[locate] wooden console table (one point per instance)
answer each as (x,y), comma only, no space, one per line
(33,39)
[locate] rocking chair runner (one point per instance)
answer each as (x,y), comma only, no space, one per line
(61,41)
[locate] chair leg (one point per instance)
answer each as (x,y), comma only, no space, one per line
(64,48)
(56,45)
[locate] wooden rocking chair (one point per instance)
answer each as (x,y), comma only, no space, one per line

◆ ◆ ◆

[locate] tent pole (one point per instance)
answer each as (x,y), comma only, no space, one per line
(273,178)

◆ ◆ ◆

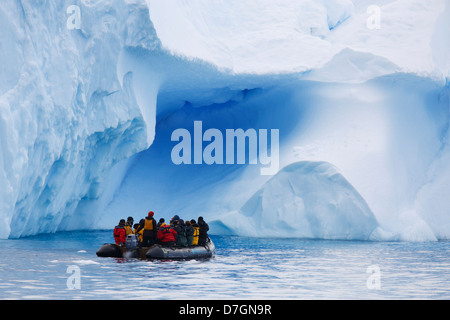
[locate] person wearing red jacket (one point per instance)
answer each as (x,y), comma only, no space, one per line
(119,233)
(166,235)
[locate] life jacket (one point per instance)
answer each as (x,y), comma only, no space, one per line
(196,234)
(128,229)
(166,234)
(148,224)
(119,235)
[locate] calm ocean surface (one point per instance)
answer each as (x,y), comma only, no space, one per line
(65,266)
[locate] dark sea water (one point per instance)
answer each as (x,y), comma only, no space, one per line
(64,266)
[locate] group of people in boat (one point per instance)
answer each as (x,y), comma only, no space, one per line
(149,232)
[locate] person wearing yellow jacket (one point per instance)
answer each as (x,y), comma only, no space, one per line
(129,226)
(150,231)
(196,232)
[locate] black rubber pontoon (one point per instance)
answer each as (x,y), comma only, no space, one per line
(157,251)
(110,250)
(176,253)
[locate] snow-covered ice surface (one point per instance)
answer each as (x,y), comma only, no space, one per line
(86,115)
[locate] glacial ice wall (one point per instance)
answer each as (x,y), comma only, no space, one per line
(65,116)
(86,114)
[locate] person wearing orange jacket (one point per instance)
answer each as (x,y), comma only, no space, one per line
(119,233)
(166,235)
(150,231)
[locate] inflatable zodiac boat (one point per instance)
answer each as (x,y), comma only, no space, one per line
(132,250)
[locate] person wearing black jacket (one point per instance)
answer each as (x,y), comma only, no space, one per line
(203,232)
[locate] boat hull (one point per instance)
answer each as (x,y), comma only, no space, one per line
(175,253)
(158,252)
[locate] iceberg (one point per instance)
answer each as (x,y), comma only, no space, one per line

◆ ◆ ◆

▸ **Task goal**
Go through the listing above and return every line where the word "rocking" occurs.

▸ **Written answer**
[locate] rocking chair runner (one point per instance)
[locate] wooden rocking chair (one point per instance)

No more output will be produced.